**Excerpt to read:**

↓

Spot on. I do love the way the English and French can be totally outraged with one another though. I wondered what the response would be if the English press published a photo of Valérie Trierweiler sunbathing topless. And I have no doubt they would.

On another note, you ask hard questions don't you. I've no idea if it was north or south Korea. Maybe Korea before it divided.

soubriquet said...

Well said. The even greater hypocrisy is that by talking about the french magazine publishing the topless pics, they immediately created an interest and demand for those pics that would not otherwise exist.
Pretty much anywhere there's a bathing beach in europe, women sunbathe topless with little or no comment, so, exposing your boobs to the sun is no longer considered a heinous perversion. Kate is a young woman, so none of us are surprised that she actually has a pair.
Why the outrage?

And, in a moment of lese majeste, brought on by the BBC's feigned outrage, I googled 'Kate topless'. And lo and behold, I am now as informed as a french person might be.
Well, I only went there for a few seconds, because, to be honest, I'm not that bothered. But it's the same silliness as was in the press over prince Harry parading his ginger-nuts in Las Vegas.
In the bigger scheme of things, who cares? It's meaningless. Does it alter what I think about her? No. Do I think she's done some terribly unroyal thing? No. It's time the royal-watching pundits accepted that the current generation are creatures of their time. Their social mores are not the same as their grandparents'.
The press?hypocrites, all of them.
If they believed their own claptrap, they'd have said "No, it's not an item we're going to run.", and that would be the end of it.

soubriquet said...

As for the other big story of the week, here in Britain, Hillsborough. In the rush to pin the blame, I notice that the whole thing is the police's fault, well, police, ambulance, and Hillsborough management, and no blame at all goes to football fans.

Now correct me if I'm wrong. A lot of people died at Hillsborough, because they were crushed and trampled by a mass of people trying to push their way into the ground.
That situation might have been avoided if police had not opened gates to allow a larger number of people in than the turnstiles could. However, all the deaths and injuries were due to people being pushed from behind. To my mind, that makes every person who pushed against any person in front of them, guilty of involuntary manslaughter. These people were killed by their fellow fans, not by police or ambulancemen. If every one of them had shown a modicum of good sense and manners there would be no disaster.

↑

**What to work on:** Reproduce the passage of the comments starting with "Spot on. I do" and going on through "doubt they would.". The data that comes next is separate material and has no connection to the comments.

**Information shown:**
↓

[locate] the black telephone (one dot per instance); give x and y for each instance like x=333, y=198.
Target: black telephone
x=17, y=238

↑

**Exercise result:**
Spot on. I do love the way the English and French can be totally outraged with one another though. I wondered what the response would be if the English press published a photo of Valérie Trierweiler sunbathing topless. And I have no doubt they would.